I also don't get the bit about this being a bad trade because the Tigers have lots of bad contracts?

This is a very good trade for the Tigers with the potential to be a great one, Christina Karl explained why far better than i can. A good trade can help all parties, but there's always something satisfying about declaring a winner and out of the blocks it has to be the Tigers.

I was really sad when it was announced because Granderson is possibly my faviurite Tiger, but that's just sentimenalism and it didn't last long.
Hi Joe--

You say "that Curtis Granderson is overrated" and "trading away Granderson is less costly than it seems", yet "this trade likely reduces the AL Central to three contenders next season". This seems inconsistent, unless you mean the three teams to be the White Sox, the Twins and the Tigers. Or you mean to say that the Tigers were competitive in the AL Central by one straw, and Grandy was the last straw. But that doesn't seem right either.

(By the way, since Grandy's stats are almost across the board identical to Grady Sizemore's, to be consistent it seems you're committed to saying Sizemore's overrated too.)

**Information shown**.

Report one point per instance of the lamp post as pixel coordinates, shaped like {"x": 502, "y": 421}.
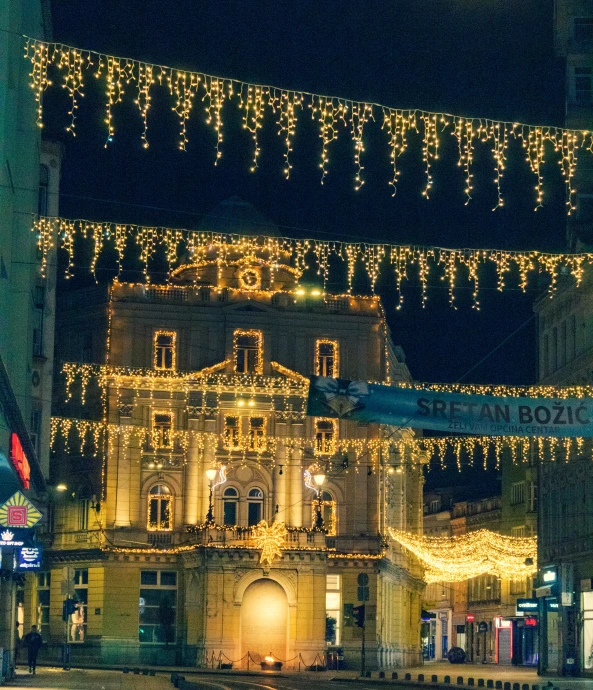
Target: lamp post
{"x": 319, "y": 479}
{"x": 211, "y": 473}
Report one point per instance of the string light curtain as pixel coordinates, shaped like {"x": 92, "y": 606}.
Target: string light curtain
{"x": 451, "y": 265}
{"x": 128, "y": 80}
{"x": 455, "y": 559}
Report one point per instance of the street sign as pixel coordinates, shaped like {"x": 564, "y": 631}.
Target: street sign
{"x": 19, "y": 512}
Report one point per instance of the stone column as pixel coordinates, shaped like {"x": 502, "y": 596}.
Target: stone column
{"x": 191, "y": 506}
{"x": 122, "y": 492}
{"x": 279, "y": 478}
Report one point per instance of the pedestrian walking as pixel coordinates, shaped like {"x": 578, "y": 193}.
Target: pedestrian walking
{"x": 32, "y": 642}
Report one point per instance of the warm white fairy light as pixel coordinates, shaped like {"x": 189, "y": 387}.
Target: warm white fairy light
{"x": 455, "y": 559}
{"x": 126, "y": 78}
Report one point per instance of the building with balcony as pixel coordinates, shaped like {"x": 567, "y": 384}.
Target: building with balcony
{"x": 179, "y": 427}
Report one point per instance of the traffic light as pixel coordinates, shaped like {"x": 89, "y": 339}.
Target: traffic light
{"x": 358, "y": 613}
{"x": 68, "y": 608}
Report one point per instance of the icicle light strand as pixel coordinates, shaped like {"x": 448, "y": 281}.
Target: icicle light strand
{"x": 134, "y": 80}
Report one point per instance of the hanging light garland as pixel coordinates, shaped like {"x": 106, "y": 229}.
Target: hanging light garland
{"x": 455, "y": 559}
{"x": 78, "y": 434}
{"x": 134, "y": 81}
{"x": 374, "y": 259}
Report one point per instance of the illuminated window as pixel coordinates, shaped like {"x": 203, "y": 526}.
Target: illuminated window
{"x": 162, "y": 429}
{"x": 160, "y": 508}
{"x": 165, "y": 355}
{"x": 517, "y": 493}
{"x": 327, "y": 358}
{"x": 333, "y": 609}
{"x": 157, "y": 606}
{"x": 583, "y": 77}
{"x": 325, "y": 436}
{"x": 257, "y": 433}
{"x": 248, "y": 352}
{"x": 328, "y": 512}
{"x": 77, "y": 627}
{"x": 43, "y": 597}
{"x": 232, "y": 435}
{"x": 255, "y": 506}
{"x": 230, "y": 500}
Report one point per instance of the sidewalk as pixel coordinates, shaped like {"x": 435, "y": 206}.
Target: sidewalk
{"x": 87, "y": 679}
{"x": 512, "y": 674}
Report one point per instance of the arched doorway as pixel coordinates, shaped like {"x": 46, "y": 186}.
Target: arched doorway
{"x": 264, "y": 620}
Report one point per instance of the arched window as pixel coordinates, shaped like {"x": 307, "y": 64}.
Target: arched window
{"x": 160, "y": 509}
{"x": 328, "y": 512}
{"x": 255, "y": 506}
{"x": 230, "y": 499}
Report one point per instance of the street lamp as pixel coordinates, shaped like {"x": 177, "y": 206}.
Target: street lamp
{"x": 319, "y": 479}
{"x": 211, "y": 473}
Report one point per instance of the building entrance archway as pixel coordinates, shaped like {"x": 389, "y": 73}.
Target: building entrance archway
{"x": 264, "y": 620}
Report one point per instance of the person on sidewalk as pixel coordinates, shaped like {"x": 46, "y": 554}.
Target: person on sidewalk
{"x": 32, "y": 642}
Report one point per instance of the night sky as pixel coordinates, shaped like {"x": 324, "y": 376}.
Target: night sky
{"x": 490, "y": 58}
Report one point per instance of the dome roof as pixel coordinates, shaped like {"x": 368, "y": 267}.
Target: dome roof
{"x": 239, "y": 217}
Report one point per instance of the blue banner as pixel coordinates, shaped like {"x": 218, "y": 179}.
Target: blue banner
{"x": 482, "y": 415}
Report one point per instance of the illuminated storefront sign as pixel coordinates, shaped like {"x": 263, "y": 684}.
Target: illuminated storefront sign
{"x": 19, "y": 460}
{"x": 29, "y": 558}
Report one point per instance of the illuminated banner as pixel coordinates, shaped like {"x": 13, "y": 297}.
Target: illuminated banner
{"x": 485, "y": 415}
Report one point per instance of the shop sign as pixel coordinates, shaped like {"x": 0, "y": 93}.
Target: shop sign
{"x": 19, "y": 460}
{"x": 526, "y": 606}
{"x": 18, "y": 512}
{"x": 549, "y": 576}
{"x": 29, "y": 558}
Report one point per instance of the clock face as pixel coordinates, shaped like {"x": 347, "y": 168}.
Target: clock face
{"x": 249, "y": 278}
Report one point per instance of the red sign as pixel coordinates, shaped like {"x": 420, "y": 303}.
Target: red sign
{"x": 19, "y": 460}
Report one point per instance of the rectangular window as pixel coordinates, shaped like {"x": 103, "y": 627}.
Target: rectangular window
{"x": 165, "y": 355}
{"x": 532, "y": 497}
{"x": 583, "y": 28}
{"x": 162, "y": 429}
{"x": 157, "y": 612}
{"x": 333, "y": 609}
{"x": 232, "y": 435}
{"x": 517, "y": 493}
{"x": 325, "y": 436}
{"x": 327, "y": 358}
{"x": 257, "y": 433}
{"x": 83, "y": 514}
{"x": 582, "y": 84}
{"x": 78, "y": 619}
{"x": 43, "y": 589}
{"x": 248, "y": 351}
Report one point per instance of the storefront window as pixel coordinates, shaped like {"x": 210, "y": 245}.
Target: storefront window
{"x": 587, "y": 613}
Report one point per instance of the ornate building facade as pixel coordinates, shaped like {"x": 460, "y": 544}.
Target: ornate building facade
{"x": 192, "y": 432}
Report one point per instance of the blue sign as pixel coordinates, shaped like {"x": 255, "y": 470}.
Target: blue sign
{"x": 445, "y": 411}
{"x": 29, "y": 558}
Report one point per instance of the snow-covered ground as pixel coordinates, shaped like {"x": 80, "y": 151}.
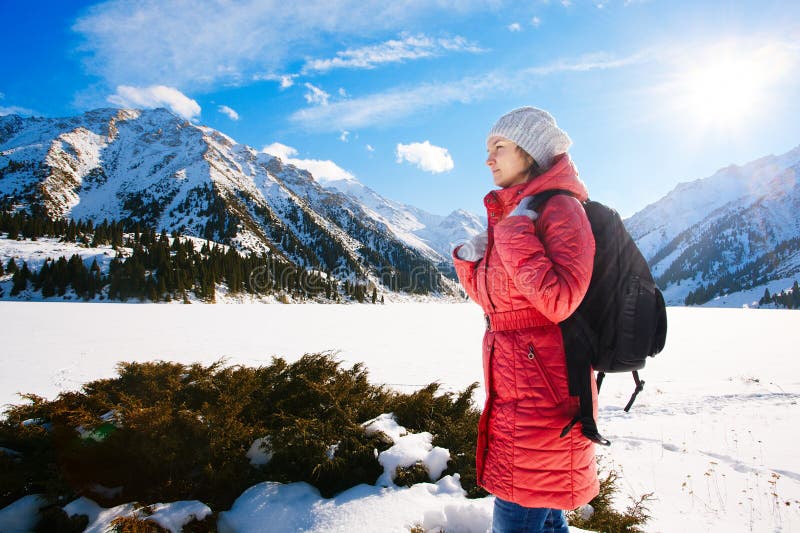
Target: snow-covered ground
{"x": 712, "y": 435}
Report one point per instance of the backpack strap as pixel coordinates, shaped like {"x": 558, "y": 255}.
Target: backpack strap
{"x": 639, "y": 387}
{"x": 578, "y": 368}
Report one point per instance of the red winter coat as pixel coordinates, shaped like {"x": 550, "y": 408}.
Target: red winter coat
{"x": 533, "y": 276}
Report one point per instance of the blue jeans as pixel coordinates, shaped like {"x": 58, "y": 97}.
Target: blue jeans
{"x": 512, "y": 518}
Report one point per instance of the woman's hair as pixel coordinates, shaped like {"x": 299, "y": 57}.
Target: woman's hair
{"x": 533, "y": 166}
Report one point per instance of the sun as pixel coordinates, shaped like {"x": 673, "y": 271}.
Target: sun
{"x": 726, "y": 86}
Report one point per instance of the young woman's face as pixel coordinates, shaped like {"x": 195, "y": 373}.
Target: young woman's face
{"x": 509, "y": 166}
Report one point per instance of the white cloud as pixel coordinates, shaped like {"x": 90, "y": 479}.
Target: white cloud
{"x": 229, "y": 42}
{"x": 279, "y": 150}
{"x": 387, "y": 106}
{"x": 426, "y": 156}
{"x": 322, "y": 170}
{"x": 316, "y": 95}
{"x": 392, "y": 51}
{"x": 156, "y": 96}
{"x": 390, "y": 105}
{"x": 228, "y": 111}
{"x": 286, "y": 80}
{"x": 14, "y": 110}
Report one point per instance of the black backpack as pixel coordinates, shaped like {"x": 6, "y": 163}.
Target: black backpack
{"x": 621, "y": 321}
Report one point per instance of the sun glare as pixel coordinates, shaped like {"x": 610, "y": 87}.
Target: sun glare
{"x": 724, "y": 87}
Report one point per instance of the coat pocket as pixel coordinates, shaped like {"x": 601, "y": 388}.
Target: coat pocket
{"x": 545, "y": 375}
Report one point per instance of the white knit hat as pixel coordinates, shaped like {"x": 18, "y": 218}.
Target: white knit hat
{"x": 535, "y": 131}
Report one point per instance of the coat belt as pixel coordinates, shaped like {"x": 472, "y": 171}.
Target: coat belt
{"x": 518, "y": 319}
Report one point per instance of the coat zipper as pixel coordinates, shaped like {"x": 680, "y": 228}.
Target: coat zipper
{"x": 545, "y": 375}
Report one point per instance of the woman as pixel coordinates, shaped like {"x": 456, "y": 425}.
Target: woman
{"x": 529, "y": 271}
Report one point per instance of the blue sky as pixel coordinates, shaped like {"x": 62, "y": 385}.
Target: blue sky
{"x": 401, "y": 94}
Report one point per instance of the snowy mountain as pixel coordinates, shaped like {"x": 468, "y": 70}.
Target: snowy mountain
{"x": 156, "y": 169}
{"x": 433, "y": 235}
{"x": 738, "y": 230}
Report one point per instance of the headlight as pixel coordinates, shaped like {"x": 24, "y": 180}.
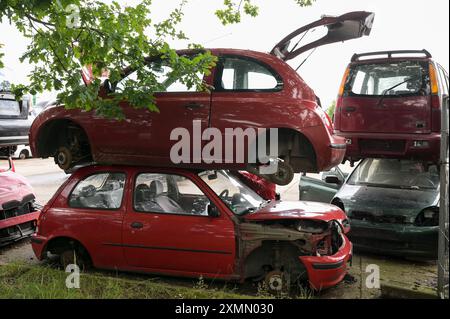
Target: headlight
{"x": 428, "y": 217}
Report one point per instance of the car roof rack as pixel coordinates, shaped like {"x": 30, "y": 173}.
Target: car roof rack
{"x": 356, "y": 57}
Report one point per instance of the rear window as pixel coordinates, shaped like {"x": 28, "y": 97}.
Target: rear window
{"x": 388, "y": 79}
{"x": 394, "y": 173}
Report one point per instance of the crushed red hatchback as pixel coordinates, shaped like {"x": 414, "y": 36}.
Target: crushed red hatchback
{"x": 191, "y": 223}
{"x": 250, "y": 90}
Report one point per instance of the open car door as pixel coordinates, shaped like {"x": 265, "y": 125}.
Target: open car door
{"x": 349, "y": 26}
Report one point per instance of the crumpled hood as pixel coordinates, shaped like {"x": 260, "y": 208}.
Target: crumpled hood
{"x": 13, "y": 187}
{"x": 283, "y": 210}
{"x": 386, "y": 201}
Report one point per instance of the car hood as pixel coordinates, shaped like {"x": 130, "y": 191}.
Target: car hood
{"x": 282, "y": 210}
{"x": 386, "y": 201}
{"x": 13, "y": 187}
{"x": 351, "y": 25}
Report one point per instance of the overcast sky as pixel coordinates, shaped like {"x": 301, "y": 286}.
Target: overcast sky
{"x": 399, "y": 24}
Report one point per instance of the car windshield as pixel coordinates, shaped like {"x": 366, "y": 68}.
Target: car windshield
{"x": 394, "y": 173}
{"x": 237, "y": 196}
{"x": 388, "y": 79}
--
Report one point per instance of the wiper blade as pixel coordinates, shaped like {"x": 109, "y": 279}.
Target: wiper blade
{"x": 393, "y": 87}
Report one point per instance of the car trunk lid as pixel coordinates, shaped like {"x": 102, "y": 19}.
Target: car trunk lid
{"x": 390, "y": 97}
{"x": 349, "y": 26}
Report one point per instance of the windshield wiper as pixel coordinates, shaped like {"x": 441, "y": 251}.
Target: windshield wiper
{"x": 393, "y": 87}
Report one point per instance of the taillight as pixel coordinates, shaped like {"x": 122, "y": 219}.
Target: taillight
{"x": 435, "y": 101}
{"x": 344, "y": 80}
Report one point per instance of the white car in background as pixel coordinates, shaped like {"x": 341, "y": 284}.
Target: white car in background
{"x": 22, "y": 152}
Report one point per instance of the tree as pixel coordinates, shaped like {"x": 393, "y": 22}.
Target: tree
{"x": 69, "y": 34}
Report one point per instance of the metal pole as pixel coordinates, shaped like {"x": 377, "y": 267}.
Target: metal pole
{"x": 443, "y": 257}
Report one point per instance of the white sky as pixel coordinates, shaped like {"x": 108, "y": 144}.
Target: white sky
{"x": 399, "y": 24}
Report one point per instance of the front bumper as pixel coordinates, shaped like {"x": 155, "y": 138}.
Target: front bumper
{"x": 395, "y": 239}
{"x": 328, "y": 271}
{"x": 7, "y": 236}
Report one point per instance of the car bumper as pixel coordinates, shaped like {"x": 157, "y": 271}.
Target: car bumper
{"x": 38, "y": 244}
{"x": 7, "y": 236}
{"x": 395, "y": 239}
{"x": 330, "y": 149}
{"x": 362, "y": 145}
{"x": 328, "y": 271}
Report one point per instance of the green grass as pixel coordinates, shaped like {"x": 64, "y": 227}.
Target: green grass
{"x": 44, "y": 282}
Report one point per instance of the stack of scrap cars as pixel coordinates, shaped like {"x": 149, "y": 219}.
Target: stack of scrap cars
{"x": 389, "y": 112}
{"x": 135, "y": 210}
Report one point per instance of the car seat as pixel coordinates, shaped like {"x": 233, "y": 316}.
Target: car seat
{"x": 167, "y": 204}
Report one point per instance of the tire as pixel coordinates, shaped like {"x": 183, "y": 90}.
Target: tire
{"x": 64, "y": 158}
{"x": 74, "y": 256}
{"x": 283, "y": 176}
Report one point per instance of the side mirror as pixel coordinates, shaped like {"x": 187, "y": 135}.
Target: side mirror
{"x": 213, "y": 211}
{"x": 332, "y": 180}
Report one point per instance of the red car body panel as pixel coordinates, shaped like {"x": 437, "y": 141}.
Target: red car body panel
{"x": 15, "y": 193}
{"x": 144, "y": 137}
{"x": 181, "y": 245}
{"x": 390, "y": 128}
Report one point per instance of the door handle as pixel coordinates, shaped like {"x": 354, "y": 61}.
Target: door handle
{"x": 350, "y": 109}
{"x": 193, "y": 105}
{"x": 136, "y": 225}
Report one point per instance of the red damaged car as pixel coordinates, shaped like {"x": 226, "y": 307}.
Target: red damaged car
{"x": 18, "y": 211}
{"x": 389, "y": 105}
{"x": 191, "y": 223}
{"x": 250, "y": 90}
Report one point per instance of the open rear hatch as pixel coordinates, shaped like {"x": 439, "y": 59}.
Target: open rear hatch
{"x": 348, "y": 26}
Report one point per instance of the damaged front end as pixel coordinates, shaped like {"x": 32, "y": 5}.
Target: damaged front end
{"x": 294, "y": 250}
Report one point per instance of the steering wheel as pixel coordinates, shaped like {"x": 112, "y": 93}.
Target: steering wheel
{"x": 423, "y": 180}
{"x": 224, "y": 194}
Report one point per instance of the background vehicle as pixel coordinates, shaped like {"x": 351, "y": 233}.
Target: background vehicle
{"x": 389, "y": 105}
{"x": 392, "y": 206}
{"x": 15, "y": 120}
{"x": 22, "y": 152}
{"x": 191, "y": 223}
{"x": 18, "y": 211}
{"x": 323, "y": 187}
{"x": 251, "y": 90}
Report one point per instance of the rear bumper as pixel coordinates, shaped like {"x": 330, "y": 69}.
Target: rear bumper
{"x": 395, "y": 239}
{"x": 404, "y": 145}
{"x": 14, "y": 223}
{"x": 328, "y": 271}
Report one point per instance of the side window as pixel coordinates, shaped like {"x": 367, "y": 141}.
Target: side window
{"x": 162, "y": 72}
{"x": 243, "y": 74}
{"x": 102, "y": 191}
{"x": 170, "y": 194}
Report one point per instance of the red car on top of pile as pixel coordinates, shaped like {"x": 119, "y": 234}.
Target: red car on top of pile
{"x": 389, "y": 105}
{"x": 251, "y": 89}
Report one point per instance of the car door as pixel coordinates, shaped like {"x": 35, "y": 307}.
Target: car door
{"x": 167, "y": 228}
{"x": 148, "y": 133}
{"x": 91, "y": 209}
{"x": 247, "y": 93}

**Task A**. In the Granderson trade comments, whose stats are said to be almost identical to Granderson's?
**Task B**. Using the Granderson trade comments, explain why the reply to Joe calls his view inconsistent.
The items have nothing to do with this.

**Task answer A**. Grady Sizemore's.

**Task answer B**. Joe says Curtis Granderson is overrated and that trading him away is less costly than it seems. He also says the trade likely reduces the AL Central to three contenders next season. The reply finds these claims hard to reconcile, unless the three contenders include the Tigers or the Tigers were competitive by only one straw.